# Document extract
This week Norway announced it was giving $150million in development aid to Liberia, if it ceased deforestation. In the midst of the worst Ebola crisis they have ever seen, you’d think deforestation was the last thing on Liberian minds, but the current outbreak may have been caused, at least in part, by destruction of the West African country’s forests.
The logic goes like this: Prolonged logging (to sell wood and free up land for planting crops) leads to exceptionally dry and arid conditions (and ultimately, desertification), which in turn influences the number of Ebola infected bats. Human contact with the bats increases, as bats and people are forced together, allowing the disease to cross from bats to humans. So far, this is speculation but it’s not a new idea. A scientific paper from 1993 reviewed cases of tropical diseases which were directly linked to loss of natural forests. Then in 2006 the United Nations Food and Agriculture Organisation published an article listing a number of “emerging infectious diseases” and possible “emergence mechanisms”. Right there, next to Ebola, is logging, alteration of natural fauna and agriculture.
Conservationists have welcomed the deal, which could save the largest remaining rainforest in West Africa, home to Chimpanzees, forest elephants and leopards. There had been fears that the Ebola outbreak would lead to further logging as the impoverished nation’s economy worsens under the strain.
Deforestation is an issue for us too. In a global market, our appetite for beef (and the soy needed for cattle feed), as well as leather and timber, fuels the crisis. Our planet is complex and the choices man makes can cascade through societies and ecosystems, affecting land, climate, animals and the pathogens which cause disease. Sadly, the people who feel it most are usually the poorest and most vulnerable.

(Data items)
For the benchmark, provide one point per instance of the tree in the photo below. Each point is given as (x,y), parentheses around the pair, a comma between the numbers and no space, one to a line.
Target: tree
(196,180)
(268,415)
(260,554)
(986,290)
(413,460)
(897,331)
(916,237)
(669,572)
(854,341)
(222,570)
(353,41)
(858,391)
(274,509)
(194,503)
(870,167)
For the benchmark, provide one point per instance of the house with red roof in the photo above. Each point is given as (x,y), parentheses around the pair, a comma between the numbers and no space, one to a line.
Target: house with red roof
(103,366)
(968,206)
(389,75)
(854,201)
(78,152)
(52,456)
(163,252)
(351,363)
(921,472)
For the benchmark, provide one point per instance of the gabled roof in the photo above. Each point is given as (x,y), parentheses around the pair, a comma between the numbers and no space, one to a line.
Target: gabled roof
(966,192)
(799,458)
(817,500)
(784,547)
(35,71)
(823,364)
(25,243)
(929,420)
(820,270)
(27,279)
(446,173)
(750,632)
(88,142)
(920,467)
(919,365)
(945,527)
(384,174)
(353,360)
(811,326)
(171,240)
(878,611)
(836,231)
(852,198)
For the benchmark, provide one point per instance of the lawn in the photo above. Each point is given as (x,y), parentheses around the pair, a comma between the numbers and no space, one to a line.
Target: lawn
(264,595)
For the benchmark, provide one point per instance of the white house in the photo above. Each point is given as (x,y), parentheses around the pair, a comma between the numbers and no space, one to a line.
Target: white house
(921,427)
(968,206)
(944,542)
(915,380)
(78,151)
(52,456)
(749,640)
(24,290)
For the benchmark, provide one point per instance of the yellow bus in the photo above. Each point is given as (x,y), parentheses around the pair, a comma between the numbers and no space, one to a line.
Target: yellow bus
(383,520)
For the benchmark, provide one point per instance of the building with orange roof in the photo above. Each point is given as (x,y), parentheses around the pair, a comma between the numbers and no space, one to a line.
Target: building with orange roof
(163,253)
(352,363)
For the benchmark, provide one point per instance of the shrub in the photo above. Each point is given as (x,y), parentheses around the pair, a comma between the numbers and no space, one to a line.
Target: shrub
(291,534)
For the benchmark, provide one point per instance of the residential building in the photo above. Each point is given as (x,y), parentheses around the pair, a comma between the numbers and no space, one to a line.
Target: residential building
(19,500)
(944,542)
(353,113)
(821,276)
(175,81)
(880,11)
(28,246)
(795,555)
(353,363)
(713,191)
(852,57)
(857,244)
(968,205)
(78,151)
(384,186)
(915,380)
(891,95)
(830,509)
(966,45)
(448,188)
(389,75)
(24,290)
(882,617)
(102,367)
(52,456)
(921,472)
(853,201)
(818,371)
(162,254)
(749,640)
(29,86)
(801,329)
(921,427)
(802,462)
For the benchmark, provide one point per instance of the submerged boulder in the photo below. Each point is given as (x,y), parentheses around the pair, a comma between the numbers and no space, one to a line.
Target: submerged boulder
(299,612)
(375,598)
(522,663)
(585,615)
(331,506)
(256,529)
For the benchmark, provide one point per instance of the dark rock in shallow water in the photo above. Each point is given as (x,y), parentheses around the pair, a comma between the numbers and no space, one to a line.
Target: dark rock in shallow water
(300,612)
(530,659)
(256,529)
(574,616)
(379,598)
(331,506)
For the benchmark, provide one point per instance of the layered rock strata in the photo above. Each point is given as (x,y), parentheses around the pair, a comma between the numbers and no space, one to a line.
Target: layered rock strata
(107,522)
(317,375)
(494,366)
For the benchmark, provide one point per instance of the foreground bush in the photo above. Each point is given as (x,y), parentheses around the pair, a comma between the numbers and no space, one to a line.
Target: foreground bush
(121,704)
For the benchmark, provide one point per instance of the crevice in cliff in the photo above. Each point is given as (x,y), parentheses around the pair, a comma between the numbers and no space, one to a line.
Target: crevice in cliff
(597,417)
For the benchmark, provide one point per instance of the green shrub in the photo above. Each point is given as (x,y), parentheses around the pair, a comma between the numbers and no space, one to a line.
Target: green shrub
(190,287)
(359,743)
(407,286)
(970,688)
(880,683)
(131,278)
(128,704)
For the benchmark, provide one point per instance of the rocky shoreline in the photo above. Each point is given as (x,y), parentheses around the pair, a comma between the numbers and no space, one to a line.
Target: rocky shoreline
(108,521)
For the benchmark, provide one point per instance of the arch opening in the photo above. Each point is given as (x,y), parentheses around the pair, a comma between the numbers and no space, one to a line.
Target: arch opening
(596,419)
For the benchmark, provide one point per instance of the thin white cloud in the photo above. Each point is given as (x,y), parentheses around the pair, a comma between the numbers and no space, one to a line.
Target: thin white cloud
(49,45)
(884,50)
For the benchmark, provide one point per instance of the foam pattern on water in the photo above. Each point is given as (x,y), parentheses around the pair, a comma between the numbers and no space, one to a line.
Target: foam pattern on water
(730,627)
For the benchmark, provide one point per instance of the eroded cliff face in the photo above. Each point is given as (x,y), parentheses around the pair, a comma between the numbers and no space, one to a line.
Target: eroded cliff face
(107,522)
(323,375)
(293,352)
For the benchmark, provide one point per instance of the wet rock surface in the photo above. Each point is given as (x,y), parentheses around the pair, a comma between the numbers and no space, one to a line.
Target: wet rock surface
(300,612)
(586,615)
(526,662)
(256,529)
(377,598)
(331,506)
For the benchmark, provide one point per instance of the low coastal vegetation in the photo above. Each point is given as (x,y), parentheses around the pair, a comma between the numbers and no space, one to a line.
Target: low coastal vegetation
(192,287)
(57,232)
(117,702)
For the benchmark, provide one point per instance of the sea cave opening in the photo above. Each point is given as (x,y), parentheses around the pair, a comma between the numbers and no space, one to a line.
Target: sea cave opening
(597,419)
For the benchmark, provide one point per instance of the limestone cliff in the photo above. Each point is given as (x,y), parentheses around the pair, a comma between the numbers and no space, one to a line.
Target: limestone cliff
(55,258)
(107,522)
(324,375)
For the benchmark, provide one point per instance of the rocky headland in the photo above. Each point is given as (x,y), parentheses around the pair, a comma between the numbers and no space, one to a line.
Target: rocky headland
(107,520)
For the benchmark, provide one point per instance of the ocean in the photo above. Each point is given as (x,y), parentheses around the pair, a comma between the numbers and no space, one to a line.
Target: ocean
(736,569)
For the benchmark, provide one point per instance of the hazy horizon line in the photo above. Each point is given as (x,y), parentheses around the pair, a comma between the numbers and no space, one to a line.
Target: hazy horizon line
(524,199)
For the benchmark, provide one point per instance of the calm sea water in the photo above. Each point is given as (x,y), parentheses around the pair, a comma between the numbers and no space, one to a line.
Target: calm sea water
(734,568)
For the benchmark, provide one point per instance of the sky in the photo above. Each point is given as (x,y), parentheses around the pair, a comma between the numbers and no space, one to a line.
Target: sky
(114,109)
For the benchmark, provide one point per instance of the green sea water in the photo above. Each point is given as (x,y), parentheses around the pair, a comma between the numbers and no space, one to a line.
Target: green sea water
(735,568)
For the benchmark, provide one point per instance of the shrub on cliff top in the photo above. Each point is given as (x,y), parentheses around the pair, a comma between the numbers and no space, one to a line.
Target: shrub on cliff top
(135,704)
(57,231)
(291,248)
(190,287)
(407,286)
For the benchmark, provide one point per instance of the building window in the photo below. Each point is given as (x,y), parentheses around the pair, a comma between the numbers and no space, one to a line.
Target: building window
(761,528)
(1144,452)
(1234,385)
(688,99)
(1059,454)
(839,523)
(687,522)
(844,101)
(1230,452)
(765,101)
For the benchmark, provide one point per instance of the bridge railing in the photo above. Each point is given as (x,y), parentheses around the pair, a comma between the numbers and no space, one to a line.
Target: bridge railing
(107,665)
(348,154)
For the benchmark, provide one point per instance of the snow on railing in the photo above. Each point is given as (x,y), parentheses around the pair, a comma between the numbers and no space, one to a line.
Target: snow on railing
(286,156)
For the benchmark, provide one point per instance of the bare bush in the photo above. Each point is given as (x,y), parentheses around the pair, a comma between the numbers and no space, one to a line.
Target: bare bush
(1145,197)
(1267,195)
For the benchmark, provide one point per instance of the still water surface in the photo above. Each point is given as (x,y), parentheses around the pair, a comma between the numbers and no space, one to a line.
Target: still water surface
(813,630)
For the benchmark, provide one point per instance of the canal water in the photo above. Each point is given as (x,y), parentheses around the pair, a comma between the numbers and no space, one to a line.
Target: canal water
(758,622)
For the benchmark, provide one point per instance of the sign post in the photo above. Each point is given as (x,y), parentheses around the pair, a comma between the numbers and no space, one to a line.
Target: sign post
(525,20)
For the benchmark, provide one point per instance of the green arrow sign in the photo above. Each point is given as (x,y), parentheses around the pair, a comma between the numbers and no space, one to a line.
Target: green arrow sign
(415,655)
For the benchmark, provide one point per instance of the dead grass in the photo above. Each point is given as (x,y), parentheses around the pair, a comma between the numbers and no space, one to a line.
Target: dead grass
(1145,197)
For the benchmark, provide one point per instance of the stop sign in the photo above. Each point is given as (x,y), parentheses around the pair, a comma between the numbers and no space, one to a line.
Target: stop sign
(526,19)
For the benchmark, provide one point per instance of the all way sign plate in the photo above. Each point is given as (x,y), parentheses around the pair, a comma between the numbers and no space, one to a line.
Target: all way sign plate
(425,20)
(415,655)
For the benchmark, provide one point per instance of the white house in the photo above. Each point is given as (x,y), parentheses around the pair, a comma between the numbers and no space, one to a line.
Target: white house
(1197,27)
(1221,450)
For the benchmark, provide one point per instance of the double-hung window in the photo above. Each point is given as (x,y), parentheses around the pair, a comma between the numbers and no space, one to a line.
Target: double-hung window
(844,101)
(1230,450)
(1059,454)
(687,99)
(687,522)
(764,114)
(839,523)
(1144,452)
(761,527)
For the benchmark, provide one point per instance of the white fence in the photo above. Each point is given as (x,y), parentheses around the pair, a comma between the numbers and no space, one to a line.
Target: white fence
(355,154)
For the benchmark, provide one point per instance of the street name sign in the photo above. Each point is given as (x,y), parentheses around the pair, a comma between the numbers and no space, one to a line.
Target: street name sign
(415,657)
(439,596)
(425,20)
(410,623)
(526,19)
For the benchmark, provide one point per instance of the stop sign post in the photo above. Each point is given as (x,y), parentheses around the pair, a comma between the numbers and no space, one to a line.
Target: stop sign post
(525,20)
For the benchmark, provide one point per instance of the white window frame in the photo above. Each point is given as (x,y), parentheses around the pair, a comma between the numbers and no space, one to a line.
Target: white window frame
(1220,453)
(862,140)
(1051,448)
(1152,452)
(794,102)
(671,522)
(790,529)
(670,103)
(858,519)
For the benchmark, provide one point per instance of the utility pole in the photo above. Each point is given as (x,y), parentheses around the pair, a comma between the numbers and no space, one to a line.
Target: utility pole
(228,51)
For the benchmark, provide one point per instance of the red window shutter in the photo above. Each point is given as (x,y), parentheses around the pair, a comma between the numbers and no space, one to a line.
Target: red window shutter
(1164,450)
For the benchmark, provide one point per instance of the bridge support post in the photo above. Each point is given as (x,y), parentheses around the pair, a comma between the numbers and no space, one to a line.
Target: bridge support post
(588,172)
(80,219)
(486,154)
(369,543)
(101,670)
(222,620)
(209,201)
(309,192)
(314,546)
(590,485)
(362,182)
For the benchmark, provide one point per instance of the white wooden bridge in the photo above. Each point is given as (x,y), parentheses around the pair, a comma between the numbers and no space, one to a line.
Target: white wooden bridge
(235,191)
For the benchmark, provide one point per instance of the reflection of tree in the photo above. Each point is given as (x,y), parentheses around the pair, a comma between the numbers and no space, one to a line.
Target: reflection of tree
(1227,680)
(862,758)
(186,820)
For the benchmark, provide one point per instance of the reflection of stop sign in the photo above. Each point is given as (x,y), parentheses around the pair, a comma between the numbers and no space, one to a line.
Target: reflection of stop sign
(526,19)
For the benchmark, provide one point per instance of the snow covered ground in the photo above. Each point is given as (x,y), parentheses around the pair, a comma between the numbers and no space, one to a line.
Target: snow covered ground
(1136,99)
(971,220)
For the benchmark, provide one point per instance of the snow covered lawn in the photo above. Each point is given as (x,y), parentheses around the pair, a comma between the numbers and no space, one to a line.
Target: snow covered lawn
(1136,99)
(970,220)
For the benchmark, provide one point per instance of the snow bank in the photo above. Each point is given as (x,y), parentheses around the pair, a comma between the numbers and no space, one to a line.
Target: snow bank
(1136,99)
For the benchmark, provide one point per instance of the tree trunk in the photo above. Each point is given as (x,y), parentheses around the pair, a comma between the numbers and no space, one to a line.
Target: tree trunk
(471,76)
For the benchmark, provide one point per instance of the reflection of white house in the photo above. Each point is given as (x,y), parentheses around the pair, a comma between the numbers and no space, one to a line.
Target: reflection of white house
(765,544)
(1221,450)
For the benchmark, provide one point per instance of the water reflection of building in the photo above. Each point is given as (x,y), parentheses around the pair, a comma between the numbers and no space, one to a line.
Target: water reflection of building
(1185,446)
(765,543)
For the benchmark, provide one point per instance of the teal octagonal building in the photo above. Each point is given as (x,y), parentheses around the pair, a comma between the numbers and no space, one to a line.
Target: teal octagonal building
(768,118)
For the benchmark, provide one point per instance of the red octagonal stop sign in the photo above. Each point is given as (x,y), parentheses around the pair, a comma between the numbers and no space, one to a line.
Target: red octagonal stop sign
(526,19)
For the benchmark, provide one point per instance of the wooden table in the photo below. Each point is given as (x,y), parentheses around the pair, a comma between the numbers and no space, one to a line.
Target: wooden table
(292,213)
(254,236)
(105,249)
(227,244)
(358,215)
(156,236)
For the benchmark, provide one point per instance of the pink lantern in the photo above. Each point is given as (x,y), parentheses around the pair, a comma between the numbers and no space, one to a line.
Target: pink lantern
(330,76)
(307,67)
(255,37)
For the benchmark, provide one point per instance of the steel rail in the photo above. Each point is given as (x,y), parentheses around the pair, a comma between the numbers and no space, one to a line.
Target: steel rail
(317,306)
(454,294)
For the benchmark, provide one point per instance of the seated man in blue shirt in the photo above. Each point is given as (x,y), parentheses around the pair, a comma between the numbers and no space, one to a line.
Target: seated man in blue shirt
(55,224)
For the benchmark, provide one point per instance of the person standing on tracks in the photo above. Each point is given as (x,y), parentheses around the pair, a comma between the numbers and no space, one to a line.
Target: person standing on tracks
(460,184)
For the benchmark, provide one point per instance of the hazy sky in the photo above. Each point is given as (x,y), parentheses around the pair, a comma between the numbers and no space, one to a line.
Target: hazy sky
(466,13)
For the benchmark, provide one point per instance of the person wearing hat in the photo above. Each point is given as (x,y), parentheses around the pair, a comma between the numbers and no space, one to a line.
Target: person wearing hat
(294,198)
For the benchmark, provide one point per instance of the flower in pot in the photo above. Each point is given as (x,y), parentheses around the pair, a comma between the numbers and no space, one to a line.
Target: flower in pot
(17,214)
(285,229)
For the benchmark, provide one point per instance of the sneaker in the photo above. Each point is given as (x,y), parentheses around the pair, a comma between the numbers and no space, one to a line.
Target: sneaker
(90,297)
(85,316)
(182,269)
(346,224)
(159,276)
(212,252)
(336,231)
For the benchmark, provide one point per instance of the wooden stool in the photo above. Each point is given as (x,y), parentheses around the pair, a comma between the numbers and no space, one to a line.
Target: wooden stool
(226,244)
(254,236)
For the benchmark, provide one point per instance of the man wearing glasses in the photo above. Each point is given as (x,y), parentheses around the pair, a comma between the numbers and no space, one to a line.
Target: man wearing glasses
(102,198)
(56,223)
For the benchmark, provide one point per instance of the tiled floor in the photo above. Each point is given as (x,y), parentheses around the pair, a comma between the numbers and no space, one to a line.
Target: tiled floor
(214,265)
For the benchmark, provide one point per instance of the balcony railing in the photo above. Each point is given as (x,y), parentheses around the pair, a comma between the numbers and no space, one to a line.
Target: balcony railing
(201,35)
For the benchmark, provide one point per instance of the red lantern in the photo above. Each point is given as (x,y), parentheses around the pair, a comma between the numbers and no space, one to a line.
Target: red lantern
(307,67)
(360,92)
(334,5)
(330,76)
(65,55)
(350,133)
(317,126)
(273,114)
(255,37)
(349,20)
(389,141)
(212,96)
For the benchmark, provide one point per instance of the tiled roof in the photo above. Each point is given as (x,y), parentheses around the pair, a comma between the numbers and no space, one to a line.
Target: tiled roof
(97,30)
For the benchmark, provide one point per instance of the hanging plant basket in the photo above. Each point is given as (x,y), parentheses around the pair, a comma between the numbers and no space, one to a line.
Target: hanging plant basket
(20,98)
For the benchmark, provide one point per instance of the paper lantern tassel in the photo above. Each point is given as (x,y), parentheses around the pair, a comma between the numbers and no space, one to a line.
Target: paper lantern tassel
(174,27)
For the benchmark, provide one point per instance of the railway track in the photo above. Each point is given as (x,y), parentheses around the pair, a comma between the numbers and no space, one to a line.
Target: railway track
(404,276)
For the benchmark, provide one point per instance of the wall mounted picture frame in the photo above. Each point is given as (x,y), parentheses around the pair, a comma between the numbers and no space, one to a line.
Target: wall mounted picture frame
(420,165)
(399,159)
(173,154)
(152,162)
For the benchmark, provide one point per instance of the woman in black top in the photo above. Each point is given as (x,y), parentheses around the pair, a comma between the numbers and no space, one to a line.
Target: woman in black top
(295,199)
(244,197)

# What this task involves
According to the text on Ebola and deforestation, how much development aid did Norway announce it would give Liberia if the country ceased deforestation?

# Response
$150 million